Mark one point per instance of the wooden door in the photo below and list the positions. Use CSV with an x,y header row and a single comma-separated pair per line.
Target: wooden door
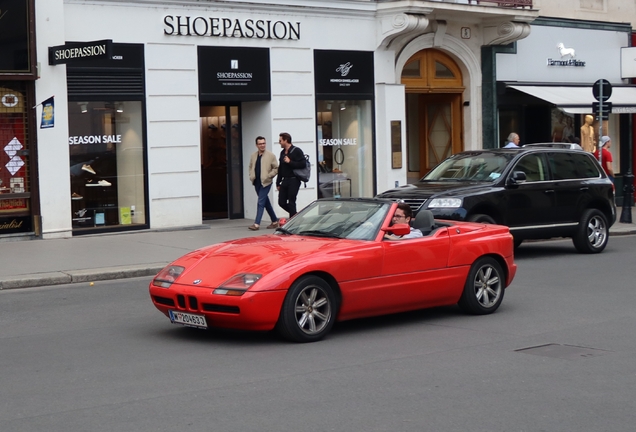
x,y
434,121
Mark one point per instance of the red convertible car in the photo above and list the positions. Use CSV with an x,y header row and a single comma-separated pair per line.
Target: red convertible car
x,y
331,262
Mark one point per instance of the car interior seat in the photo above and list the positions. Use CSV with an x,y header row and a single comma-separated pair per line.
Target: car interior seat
x,y
424,221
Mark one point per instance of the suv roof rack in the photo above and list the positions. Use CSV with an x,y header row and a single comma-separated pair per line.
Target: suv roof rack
x,y
571,146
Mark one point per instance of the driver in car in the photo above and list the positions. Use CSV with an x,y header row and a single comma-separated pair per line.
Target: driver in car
x,y
403,214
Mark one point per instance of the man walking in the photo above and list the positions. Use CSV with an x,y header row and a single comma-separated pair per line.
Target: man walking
x,y
263,168
291,158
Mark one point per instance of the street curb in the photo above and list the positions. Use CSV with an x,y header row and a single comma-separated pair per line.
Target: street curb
x,y
124,272
78,276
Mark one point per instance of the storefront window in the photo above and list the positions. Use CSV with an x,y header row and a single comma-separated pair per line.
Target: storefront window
x,y
106,164
345,148
14,160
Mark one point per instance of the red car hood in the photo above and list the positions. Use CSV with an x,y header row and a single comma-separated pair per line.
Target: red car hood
x,y
264,255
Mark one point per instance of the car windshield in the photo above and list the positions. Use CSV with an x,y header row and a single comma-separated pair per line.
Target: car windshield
x,y
484,167
354,220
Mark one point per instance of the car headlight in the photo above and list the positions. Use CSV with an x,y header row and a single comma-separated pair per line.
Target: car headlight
x,y
237,285
445,203
167,276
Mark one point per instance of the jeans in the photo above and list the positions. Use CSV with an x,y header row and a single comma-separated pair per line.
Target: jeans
x,y
287,194
264,204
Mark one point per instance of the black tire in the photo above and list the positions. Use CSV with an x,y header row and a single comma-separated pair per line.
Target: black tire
x,y
484,288
593,233
309,310
481,218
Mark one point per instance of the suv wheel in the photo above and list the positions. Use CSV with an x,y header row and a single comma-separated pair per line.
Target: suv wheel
x,y
481,218
592,233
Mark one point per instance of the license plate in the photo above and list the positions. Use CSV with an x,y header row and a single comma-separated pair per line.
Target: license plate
x,y
187,319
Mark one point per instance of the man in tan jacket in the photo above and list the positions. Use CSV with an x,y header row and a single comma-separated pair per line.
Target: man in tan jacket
x,y
263,168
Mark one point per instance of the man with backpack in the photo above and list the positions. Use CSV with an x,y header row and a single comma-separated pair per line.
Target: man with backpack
x,y
287,183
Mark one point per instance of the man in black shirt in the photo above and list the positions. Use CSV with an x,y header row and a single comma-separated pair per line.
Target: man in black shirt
x,y
287,184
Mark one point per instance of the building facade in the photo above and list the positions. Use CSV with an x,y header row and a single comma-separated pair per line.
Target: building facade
x,y
19,198
543,88
152,107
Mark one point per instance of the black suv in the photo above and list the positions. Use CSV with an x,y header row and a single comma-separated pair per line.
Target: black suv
x,y
538,191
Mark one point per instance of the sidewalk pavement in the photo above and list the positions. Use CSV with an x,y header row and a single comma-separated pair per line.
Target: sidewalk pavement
x,y
90,258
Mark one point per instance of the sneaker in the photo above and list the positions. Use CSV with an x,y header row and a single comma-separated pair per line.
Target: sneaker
x,y
88,168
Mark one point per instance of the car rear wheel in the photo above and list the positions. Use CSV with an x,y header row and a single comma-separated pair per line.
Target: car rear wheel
x,y
484,287
593,233
309,310
481,218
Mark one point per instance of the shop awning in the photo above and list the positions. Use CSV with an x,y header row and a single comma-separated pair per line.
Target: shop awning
x,y
578,100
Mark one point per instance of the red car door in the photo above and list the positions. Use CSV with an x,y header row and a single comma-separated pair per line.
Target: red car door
x,y
414,275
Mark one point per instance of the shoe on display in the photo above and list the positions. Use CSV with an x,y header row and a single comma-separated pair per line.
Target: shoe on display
x,y
88,168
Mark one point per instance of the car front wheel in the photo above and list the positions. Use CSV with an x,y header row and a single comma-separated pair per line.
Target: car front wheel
x,y
593,233
484,288
309,310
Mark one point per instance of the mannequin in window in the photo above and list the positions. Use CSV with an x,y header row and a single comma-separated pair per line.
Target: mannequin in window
x,y
587,134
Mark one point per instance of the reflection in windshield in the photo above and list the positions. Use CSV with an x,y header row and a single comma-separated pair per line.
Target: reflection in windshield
x,y
354,220
484,167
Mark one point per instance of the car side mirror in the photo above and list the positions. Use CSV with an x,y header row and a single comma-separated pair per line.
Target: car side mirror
x,y
517,177
398,229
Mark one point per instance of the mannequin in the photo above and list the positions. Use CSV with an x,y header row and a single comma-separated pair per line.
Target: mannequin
x,y
587,134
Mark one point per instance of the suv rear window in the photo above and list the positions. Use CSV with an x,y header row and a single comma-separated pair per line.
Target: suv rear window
x,y
565,166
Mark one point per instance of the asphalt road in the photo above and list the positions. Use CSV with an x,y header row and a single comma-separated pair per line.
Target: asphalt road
x,y
101,358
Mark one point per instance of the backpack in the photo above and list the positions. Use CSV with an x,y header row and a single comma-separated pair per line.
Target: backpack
x,y
303,174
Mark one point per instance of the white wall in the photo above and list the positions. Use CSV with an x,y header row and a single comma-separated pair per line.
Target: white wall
x,y
53,150
174,177
599,49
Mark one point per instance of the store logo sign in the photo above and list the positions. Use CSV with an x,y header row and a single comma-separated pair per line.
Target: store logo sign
x,y
9,100
176,25
338,141
234,78
567,57
344,70
80,51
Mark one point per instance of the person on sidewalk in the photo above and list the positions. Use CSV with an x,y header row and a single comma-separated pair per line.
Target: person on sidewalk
x,y
263,168
606,159
513,141
287,184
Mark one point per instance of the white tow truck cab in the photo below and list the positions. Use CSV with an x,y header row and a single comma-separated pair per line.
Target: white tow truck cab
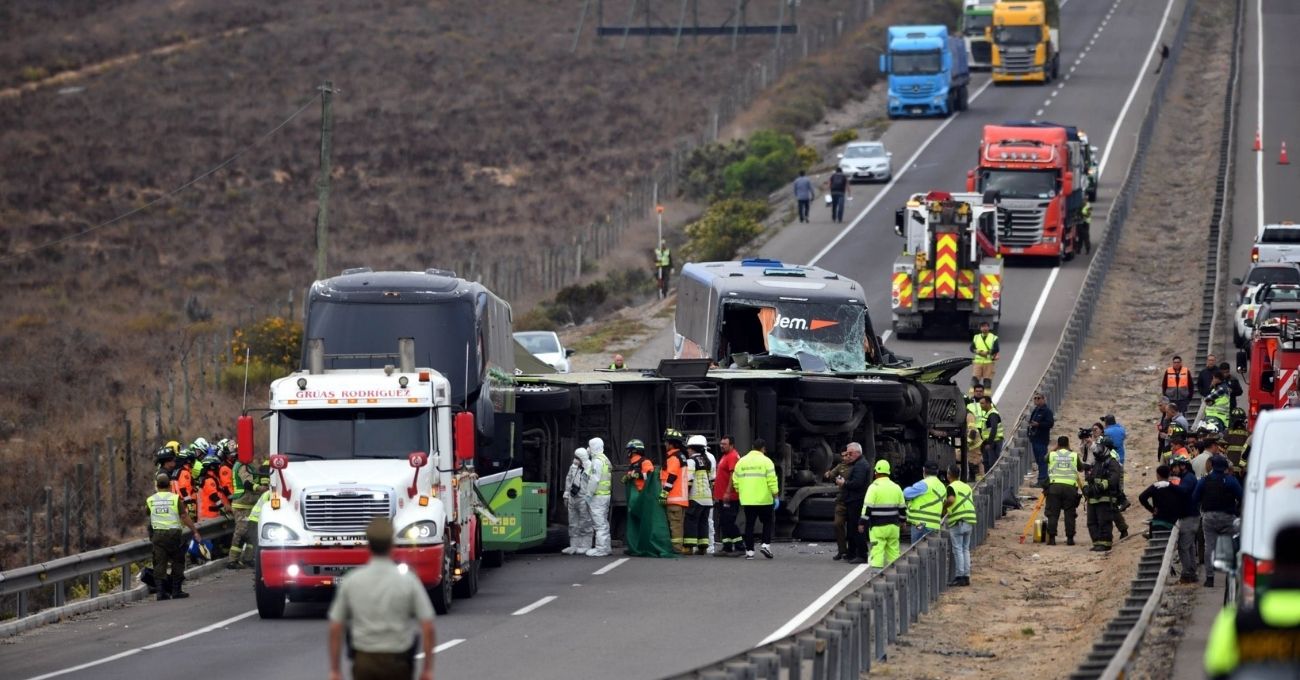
x,y
351,445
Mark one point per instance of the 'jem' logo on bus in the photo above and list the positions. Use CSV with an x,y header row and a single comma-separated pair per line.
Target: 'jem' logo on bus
x,y
794,323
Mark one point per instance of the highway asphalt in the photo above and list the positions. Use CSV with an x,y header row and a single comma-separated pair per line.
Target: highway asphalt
x,y
654,618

====================

WRITTEN REQUEST: Every line from the one with "Mark one point per instance of the white wall" through the last line of the material gets printed exactly, and nothing more. Omit the pictures.

TASK OUTPUT:
Mark one point per instance of the white wall in the photo above and list the positions. Use CSV with an x,y header row and a single comma-separated pair per line.
Target: white wall
x,y
53,150
174,177
599,49
Mark one point per instance of the store logo sign in the photo above and list the positions. Use CSV with an x,y header row and a single comma-separated pair per line.
Target: store logo sign
x,y
9,100
176,25
338,141
234,78
567,57
344,70
80,51
Mark one point per instance of the person on sidewalk in the photo above and list the positions. Use CSV with an x,y header row and a single comma-separated pair per line.
Target: person on sidewalk
x,y
263,168
606,159
513,141
287,184
Mark one point per instance of the white tow truck cab in the photo below and list the positions. Use CSV with an x,y header row and a single comma-separated pair per line.
Target: white tow truck cab
x,y
351,445
Mark one point per instance of the 'jem' logo on bus in the photo above and list the positions. Use CSV with an x,y header row and a single comma-separated pair per line.
Target: 'jem' logo on bus
x,y
794,323
Mark one point per instance of the highway asphalt in the photo above and list the positions. Use CSV with an x,y header row and a single comma-separated pair per line.
Target: highway asphalt
x,y
654,618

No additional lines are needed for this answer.